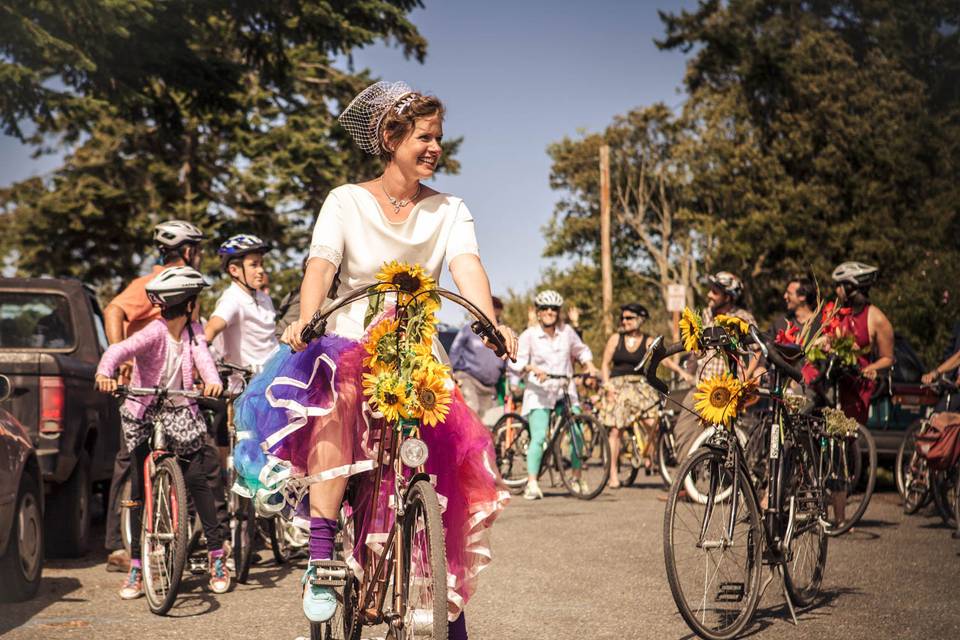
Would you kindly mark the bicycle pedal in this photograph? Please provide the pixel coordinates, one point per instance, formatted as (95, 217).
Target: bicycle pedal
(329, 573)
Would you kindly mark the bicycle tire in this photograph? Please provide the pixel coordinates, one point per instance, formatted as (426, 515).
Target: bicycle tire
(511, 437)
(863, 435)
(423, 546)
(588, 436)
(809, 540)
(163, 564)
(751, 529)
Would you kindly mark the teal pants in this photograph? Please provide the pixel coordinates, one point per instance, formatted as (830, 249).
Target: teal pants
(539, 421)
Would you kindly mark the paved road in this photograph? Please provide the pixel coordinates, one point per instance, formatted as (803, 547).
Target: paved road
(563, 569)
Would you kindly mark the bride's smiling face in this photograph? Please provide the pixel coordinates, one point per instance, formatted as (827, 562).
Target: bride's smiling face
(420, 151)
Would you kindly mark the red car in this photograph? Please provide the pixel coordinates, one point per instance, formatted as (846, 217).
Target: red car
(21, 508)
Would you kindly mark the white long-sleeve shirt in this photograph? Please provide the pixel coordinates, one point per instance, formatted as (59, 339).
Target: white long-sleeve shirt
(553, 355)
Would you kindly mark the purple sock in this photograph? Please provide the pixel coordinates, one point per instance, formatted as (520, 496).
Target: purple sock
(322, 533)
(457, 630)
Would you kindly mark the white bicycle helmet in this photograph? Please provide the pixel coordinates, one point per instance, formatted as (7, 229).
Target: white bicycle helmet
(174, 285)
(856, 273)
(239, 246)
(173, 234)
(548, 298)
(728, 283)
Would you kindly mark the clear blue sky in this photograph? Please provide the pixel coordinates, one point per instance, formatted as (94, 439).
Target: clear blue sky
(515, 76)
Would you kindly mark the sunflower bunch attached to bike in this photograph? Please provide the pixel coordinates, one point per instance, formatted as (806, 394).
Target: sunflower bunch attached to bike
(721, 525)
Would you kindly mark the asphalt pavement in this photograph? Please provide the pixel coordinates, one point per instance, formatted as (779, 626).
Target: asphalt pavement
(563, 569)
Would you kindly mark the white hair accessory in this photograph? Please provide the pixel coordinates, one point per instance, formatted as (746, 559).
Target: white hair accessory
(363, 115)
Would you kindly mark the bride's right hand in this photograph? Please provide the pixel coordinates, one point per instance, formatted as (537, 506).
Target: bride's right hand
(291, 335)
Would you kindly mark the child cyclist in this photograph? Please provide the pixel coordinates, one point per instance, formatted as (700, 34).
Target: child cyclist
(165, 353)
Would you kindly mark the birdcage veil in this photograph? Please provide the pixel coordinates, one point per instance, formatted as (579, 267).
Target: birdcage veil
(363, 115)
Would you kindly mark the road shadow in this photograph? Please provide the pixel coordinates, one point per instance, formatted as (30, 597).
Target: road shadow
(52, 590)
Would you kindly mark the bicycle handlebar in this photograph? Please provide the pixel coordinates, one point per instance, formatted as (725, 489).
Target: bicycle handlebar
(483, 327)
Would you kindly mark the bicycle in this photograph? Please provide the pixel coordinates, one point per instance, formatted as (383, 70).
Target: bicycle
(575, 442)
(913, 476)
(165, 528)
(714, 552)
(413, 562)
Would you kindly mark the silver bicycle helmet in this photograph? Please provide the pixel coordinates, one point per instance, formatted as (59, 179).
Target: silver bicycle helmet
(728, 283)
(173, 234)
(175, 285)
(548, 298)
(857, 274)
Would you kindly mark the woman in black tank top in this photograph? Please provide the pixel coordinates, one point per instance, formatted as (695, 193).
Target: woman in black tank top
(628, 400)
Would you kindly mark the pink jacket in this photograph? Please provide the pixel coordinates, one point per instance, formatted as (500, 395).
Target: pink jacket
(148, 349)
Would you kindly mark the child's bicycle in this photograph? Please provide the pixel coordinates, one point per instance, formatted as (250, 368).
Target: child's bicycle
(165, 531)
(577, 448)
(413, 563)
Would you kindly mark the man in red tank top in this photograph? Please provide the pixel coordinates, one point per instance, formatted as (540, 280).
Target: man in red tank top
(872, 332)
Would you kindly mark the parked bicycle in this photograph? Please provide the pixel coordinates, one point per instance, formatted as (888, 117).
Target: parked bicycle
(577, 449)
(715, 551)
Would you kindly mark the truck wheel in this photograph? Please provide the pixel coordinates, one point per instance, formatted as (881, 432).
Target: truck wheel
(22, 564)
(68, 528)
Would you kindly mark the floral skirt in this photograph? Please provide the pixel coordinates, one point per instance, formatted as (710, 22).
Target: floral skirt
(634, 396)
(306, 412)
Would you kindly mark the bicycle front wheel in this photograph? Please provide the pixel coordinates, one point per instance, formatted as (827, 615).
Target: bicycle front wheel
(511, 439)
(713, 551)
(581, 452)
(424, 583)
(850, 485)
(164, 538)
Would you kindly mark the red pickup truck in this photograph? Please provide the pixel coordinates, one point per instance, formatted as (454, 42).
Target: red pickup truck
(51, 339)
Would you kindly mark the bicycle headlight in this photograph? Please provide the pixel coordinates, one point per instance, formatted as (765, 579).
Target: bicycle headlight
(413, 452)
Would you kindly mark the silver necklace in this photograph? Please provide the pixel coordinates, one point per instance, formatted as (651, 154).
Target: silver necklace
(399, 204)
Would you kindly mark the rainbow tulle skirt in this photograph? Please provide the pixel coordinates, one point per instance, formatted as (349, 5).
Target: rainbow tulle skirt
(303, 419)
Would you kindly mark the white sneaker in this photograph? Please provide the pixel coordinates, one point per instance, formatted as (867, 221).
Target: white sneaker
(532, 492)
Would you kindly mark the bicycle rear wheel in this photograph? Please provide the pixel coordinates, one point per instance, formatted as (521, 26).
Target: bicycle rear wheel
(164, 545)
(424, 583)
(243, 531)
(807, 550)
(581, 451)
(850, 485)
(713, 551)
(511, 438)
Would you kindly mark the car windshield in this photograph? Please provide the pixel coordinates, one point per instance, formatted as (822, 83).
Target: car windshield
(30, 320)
· · · ·
What this task involves
Without the pictures, reproduce the entries exactly.

Answer to the exercise
Would you kindly mark the bicycle pedal in this photograph? Please provide the pixel coordinates, one point per instance, formatted as (95, 217).
Target: bicycle pedal
(329, 573)
Would you kindly mark the bicycle tire in this photograph? Please provide the pixel coordinates, one point per instance, formatted as (426, 515).
Target: bicycle tire
(511, 437)
(863, 435)
(423, 546)
(588, 436)
(809, 540)
(163, 564)
(751, 529)
Would you kindly mark the teal pants in this photograph? Please provide the pixel coordinates, one point per instance, formatted as (830, 249).
Target: teal pants
(539, 421)
Would you kindly mark the paved road in this photograph? Please provide the pixel coordinates, one point per instance, formatted as (803, 547).
Target: paved road
(563, 569)
Would you kindly mark the bride's smiling face in this photograph? Please provide the pixel coordinates, one point per instance, formatted as (827, 562).
Target: bride's smiling face
(420, 151)
Would you kindly mark the red car in this photograph? Please provide the pixel coordinates, one point per instance, formatted as (846, 217).
Target: red car
(21, 508)
Would you kindly mark the white long-sleeve shirt in this photograph? Please provide the pixel coordinates, one point per instance, formatted as (59, 339).
Target: white long-sleeve shirt
(553, 355)
Would you kindly mark the purple sock in this photograph? Please provide the pixel coordinates, one point per instance, formatted as (520, 496).
Target: purple sock
(322, 533)
(457, 630)
Would you kindly mark the white bicycle helmet in this photograph? Please provide the pixel coordinates, one point per instance, formatted as (7, 229).
Target: white bicycle helmet
(174, 285)
(856, 273)
(239, 246)
(173, 234)
(548, 298)
(728, 283)
Would you kindly mark the clear blue sky in this photograph? Please provide the pixel coordinates, one point per instance, formatted as (94, 439).
Target: clear blue sky
(515, 76)
Would you kindly mark the sunflower bunch attached to bike in this photograph? Please provide the pixel coordinates, one point per instance, formatted as (806, 394).
Target: sunflower bunch attached to bike
(721, 525)
Would you kindly mark the asphalt pavement in this photograph? Please provide the pixel coordinates, one point per instance, formatted as (779, 626).
Target: asphalt pavement
(563, 569)
Would you kindly mark the white hair accessory in this photograph? Please provide the pixel coordinates, one point per instance, formatted as (746, 559).
Target: white hair accessory
(363, 115)
Would you kindly mark the bride's right hand in this photograph? Please provide the pixel coordinates, one point per instance, formatted as (537, 506).
Target: bride's right hand
(291, 335)
Would you kindly mark the child cyclist in this photograph? Please provide the pixel coordinates, one point per instance, formatted as (700, 34).
Target: child cyclist
(165, 353)
Would you kindly mark the birdcage veil in this photograph? Please provide the pixel coordinates, one point per instance, formatted as (579, 267).
Target: birdcage veil
(363, 115)
Would you kindly mark the road shadow in this photograph? Please provide the pixel coordinates, one point per instance, formatted as (30, 597).
Target: road shadow
(52, 590)
Would you kindly mark the bicycle handlebar in this photograph? Please provide the pixel coordinates, one point per instance, formatted as (725, 489).
Target: bicycle handlebar
(483, 327)
Would you kindly mark the bicycle in this photograph? Please provide the pixel coordinates, one point per instance, formatted as (383, 70).
Target: bicycle
(575, 442)
(913, 476)
(165, 528)
(714, 552)
(413, 562)
Would you kindly mark the silver bicycle helmet in this photograph? Please provide the pixel coordinates, one point per instance, formatted as (59, 179).
Target: silver bicycle helmet
(728, 283)
(173, 234)
(175, 285)
(548, 298)
(857, 274)
Would you kindly mark the woman in black tank top in this photograph? Please provide the pixel coordinates, one point per instance, formatted as (695, 193).
Target: woman in black tank top
(628, 400)
Would you kindly mark the pink jacket in this photograph? Please provide the pixel coordinates, one point per instance, formatted as (500, 395).
Target: pink jacket
(148, 349)
Would you kindly mark the child's bicycle in this photograph? Please provide the pixel coordinates, one point per instance, formatted as (250, 368).
Target: child's bicycle
(165, 531)
(577, 448)
(413, 563)
Would you kindly mark the man in red tank top in this photograph? Please provide the pixel coordinates, one point per instance, formatted as (540, 280).
Target: man in red tank top
(872, 332)
Would you kindly mark the parked bicycle in this photograph? Please provide the pixel coordinates, one point per instance, formatted as (888, 117).
Target: parked bicycle
(577, 449)
(715, 551)
Would you kindly mark the truck wheel in this photograph? Please provide the pixel coordinates, one point per instance, formatted as (881, 432).
Target: truck wheel
(22, 564)
(68, 528)
Would you kindly mark the floral skirt in this photograph? Please provide the pixel coordinates, one point per instance, formatted as (710, 22).
Target: floral skirt
(634, 396)
(306, 412)
Would you kindly mark the bicycle front wheel in this photograph? Please provide the pixel coordinates, one point per instance, formatted as (827, 615).
Target: bicycle front wheel
(511, 439)
(713, 551)
(581, 452)
(424, 583)
(850, 485)
(164, 538)
Would you kindly mark the red pickup truck in this photograph? Please provide the pixel coordinates, one point per instance, formatted as (454, 42).
Target: red pickup truck
(51, 339)
Would you kindly mark the bicycle headlight in this photograph? Please provide the pixel coordinates, one point per instance, formatted as (765, 579).
Target: bicycle headlight
(413, 452)
Would you kindly mark the silver necklace in this photograph? Please provide the pixel coordinates, one point per instance, formatted as (651, 154).
Target: silver necklace
(399, 204)
Would you kindly mark the rainbow tulle skirt in this photograph? Please provide the pixel coordinates, one point per instance, formatted as (349, 5).
Target: rainbow tulle skirt
(303, 419)
Would you kindly mark the white sneaker in this photograph? Please provide the pixel coordinates, one point per instance, formatted as (867, 221).
Target: white sneaker
(532, 492)
Would you kindly mark the bicycle rear wheel in this photograph? Please provide the pixel coordinates, one point per instance, formatted as (521, 26).
Target: bicycle rear wheel
(164, 545)
(424, 583)
(243, 531)
(807, 550)
(581, 451)
(850, 485)
(713, 551)
(511, 438)
Would you kindly mark the car windshield in this photograph? Please provide the pixel coordinates, one point per instance, formatted as (822, 83).
Target: car windshield
(30, 320)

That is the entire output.